#### [DIRECTIVE 1]
Translate this sentence from the passage on land use in ecology into Spanish: "This is a serious lapse since human influence is now so pervasive in the biosphere."
#### [DIRECTIVE 2]
Transcribe the passage on land use in ecology word for word, starting with "Most attempts to" and going on through "and the like.".

#### [TEXT EXCERPT]
— START —

Most attempts to use land use or land cover as ecological variables may fall into the indirect category. This is because those sorts of variables have not fallen within the domain of ecology for very long. Other variables such as elevation, climate, geology, and the structure of habitats and communities, are familiar to ecologists, and there are may formal and informal models for linking those often coarse scale variables with processes of ecological interest. For instance, climate variables are integrated through models of energy balance, photosynthesis, and the like.

But there are few ecological models to relate land use and land cover to important ecological functions. This is a serious lapse since human influence is now so pervasive in the biosphere. Indeed it is spreading in many places. Therefore modern ecology seems to demand a better understanding of land use and land cover variables along with increased knowledge of traditional and emerging areas of ecology.

— END —

#### [RAW RECORDS]
— START —

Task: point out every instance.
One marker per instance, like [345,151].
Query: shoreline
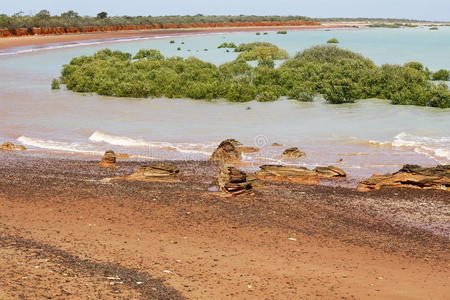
[22,41]
[60,224]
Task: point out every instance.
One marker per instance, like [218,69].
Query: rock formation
[290,174]
[156,172]
[293,153]
[226,152]
[247,149]
[330,172]
[8,146]
[233,181]
[410,176]
[299,175]
[108,159]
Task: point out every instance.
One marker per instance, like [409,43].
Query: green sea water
[371,136]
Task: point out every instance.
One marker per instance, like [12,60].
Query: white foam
[56,145]
[189,148]
[437,147]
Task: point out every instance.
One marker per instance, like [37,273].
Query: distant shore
[22,41]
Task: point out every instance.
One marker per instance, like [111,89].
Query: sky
[433,10]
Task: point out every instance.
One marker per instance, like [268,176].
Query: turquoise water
[371,136]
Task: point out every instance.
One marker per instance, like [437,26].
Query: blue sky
[414,9]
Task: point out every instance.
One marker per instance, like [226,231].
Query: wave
[56,145]
[435,147]
[102,137]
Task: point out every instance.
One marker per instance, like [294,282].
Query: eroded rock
[226,152]
[278,173]
[108,159]
[330,172]
[233,181]
[410,176]
[293,153]
[8,146]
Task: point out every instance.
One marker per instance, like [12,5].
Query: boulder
[278,173]
[330,172]
[226,152]
[246,149]
[157,172]
[8,146]
[293,153]
[108,159]
[233,181]
[410,176]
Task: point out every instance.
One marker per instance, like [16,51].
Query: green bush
[227,45]
[341,76]
[333,41]
[55,84]
[442,75]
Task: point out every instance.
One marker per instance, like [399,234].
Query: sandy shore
[12,42]
[66,235]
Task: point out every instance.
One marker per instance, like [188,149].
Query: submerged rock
[279,173]
[108,159]
[8,146]
[330,172]
[226,152]
[410,176]
[293,153]
[234,181]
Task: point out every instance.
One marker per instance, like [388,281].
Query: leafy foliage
[340,76]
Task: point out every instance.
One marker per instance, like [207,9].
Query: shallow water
[370,136]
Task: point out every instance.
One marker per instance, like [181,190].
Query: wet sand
[12,42]
[66,235]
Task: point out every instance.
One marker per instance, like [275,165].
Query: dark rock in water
[8,146]
[108,159]
[293,153]
[226,152]
[410,176]
[330,172]
[290,174]
[234,181]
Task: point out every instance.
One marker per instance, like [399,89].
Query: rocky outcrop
[8,146]
[330,172]
[277,173]
[410,176]
[233,181]
[108,159]
[226,152]
[157,172]
[293,153]
[247,149]
[300,175]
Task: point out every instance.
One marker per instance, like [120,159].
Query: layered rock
[410,176]
[8,146]
[157,172]
[330,172]
[108,159]
[233,181]
[277,173]
[247,149]
[293,153]
[226,152]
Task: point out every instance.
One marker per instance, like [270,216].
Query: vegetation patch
[338,75]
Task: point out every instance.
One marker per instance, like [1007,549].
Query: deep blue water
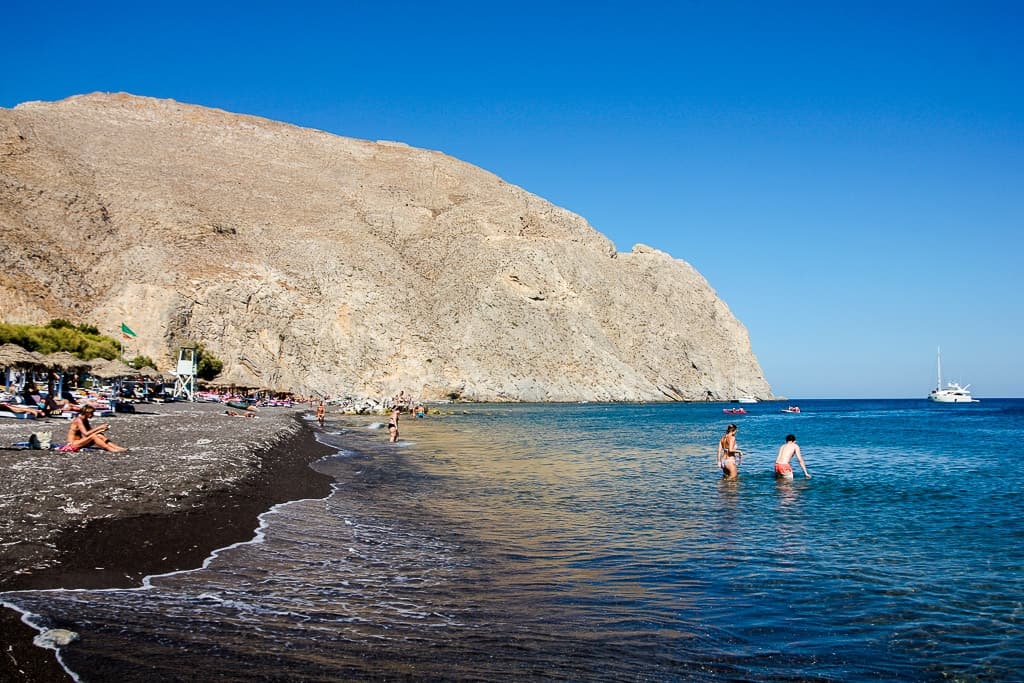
[598,542]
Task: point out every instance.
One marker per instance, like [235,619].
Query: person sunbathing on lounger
[81,434]
[17,409]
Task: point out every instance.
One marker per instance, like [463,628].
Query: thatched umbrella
[241,377]
[65,360]
[150,373]
[12,355]
[112,369]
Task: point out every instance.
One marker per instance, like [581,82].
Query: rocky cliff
[321,263]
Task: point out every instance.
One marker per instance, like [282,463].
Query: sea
[598,542]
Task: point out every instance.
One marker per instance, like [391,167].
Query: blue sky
[849,176]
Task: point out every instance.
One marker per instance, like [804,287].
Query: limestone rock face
[320,263]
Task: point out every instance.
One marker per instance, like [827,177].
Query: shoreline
[174,523]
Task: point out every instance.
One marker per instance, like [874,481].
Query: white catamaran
[953,393]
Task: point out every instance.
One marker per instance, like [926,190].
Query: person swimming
[729,455]
[783,469]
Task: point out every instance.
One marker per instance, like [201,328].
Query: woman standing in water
[392,425]
[728,454]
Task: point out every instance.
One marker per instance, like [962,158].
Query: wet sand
[194,480]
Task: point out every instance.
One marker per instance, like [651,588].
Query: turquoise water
[598,542]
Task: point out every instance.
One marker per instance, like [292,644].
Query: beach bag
[40,440]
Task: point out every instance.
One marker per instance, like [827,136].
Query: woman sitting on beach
[81,434]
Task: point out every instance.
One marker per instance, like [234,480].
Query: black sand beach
[194,480]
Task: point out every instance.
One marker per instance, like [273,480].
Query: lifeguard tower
[184,384]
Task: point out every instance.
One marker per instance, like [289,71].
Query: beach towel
[40,440]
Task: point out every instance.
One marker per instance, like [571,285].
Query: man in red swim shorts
[785,453]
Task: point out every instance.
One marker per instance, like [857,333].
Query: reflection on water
[599,543]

— END —

#### [TASK OUTPUT 1]
Esta es una omisión grave, ya que la influencia humana es ahora tan generalizada en la biosfera.

#### [TASK OUTPUT 2]
Most attempts to use land use or land cover as ecological variables may fall into the indirect category. This is because those sorts of variables have not fallen within the domain of ecology for very long. Other variables such as elevation, climate, geology, and the structure of habitats and communities, are familiar to ecologists, and there are may formal and informal models for linking those often coarse scale variables with processes of ecological interest. For instance, climate variables are integrated through models of energy balance, photosynthesis, and the like.